> **Exercise material**
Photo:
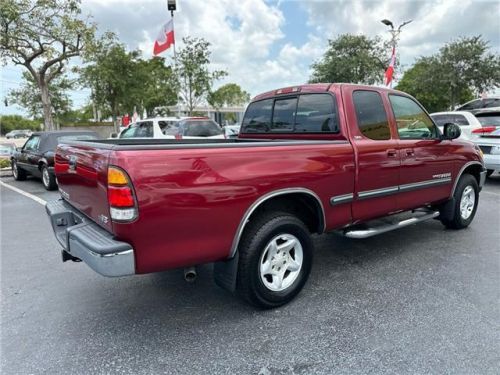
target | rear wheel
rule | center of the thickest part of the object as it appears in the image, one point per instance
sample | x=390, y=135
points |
x=48, y=179
x=275, y=258
x=18, y=173
x=466, y=201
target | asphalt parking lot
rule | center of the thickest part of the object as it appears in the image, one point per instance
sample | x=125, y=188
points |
x=420, y=300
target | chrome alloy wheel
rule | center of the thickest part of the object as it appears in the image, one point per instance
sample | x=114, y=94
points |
x=14, y=169
x=467, y=202
x=45, y=177
x=281, y=262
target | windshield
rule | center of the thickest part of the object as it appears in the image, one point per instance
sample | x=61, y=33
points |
x=201, y=129
x=489, y=120
x=6, y=149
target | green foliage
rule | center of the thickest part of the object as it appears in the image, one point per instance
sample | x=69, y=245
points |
x=28, y=96
x=195, y=80
x=228, y=95
x=4, y=163
x=14, y=122
x=121, y=80
x=461, y=69
x=351, y=58
x=159, y=85
x=42, y=35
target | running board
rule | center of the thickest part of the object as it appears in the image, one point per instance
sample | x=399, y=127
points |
x=387, y=227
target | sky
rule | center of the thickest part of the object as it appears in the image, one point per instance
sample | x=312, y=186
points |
x=264, y=45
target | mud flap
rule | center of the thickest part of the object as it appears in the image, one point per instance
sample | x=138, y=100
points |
x=225, y=273
x=447, y=210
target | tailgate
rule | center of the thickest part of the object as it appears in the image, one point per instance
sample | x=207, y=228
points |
x=81, y=172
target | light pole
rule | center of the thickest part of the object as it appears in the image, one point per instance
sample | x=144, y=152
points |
x=394, y=41
x=395, y=32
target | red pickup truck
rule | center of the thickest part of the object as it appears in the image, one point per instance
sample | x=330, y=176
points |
x=309, y=159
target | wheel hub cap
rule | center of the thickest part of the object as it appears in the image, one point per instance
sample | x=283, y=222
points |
x=467, y=202
x=281, y=262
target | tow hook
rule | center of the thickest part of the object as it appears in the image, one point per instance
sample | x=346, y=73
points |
x=190, y=274
x=67, y=256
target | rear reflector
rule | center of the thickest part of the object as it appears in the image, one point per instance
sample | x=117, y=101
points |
x=122, y=203
x=122, y=214
x=120, y=196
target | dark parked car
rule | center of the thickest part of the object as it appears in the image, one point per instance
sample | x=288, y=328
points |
x=36, y=157
x=6, y=150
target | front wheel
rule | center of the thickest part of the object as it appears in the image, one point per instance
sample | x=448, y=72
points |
x=18, y=173
x=48, y=179
x=466, y=201
x=275, y=258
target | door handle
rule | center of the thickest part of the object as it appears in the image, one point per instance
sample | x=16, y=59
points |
x=409, y=152
x=392, y=153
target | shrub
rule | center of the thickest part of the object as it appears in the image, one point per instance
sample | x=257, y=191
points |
x=13, y=122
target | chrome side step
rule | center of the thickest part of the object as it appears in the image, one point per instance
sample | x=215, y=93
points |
x=386, y=227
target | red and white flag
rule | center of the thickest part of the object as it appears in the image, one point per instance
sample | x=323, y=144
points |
x=165, y=38
x=390, y=70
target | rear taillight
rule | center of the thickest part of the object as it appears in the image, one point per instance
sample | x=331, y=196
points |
x=121, y=199
x=484, y=130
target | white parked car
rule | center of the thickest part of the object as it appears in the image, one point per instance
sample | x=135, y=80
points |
x=490, y=145
x=469, y=124
x=174, y=128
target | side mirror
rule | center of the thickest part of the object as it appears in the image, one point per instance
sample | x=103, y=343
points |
x=451, y=131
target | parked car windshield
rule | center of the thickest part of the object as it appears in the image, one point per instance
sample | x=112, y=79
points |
x=6, y=149
x=492, y=119
x=201, y=129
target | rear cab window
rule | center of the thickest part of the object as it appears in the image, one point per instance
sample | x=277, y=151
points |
x=304, y=113
x=371, y=115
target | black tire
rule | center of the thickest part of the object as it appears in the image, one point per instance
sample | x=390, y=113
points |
x=259, y=233
x=18, y=173
x=48, y=179
x=459, y=221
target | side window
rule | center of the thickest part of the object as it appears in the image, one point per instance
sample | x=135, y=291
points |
x=32, y=143
x=316, y=113
x=284, y=114
x=371, y=116
x=411, y=120
x=258, y=117
x=440, y=120
x=144, y=130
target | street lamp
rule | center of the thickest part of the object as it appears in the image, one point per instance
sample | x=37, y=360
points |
x=395, y=32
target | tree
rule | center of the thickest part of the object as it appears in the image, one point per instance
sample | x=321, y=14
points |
x=195, y=80
x=466, y=64
x=351, y=58
x=113, y=79
x=42, y=36
x=29, y=98
x=461, y=69
x=228, y=95
x=159, y=85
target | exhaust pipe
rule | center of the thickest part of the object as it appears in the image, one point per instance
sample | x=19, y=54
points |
x=190, y=274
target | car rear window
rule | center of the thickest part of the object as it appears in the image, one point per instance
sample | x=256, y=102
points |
x=306, y=113
x=201, y=129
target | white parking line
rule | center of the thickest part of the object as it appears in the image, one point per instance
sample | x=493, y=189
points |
x=22, y=192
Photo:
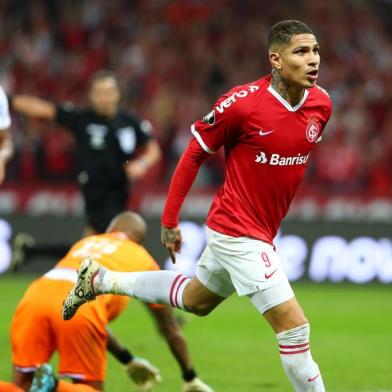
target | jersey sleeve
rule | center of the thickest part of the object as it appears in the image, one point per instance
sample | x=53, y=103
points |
x=5, y=119
x=68, y=116
x=327, y=111
x=221, y=125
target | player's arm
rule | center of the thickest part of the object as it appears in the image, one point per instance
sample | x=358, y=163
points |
x=182, y=180
x=34, y=107
x=141, y=371
x=150, y=155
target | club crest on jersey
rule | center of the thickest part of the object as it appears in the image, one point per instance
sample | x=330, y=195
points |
x=312, y=130
x=209, y=118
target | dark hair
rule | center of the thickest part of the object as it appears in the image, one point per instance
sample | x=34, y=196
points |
x=103, y=74
x=282, y=32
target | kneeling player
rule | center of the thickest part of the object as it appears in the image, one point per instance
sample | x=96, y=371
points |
x=37, y=329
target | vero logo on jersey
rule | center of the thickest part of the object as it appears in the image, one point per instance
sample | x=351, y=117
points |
x=233, y=98
x=279, y=160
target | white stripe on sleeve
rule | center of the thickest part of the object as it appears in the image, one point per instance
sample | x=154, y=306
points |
x=5, y=119
x=200, y=140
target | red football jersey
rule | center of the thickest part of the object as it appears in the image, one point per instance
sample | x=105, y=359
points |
x=267, y=145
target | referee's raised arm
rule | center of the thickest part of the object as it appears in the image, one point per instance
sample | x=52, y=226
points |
x=32, y=106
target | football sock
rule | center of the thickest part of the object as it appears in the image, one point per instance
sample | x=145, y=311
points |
x=63, y=386
x=9, y=387
x=297, y=360
x=163, y=287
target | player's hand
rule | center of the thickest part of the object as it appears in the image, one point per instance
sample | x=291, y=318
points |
x=143, y=374
x=136, y=169
x=196, y=385
x=171, y=239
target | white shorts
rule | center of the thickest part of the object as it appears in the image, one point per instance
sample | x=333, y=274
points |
x=244, y=265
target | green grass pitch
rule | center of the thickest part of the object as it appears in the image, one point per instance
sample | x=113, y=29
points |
x=234, y=350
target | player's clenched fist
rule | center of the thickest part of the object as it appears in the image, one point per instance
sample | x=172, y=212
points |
x=143, y=374
x=196, y=385
x=171, y=239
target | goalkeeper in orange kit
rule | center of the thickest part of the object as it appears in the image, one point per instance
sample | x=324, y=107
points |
x=37, y=329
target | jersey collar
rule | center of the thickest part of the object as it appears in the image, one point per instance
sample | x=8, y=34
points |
x=285, y=103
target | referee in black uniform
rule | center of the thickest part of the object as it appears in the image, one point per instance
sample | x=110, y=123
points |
x=107, y=139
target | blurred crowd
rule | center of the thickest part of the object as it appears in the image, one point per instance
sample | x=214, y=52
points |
x=175, y=57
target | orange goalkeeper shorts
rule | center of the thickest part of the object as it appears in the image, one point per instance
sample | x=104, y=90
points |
x=37, y=330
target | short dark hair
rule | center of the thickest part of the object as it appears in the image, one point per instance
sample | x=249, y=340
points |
x=103, y=74
x=281, y=32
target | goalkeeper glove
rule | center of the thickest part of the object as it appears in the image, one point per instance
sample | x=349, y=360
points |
x=196, y=385
x=142, y=373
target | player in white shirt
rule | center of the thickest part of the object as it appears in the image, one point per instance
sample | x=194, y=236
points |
x=6, y=145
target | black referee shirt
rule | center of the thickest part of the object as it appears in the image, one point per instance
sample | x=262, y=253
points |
x=104, y=145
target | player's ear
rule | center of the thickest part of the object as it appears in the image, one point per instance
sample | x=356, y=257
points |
x=275, y=60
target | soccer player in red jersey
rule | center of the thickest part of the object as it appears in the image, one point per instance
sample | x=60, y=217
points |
x=268, y=129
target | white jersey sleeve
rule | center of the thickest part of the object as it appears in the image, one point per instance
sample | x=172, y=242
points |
x=5, y=119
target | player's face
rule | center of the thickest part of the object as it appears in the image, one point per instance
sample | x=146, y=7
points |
x=298, y=62
x=105, y=96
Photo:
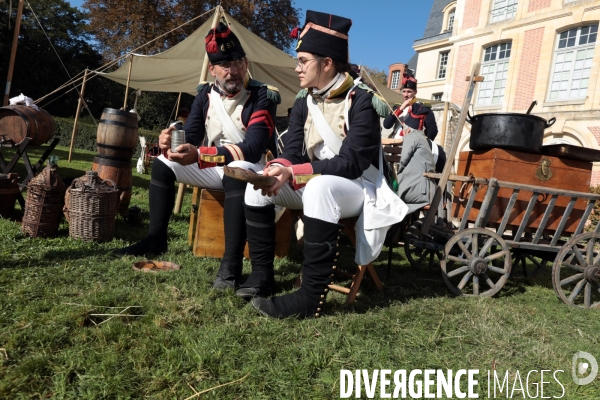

> **Job**
Pull out every line in the material above that contains the word "football". Match letter case exactly.

> **Full solution**
target | red football jersey
target | football sock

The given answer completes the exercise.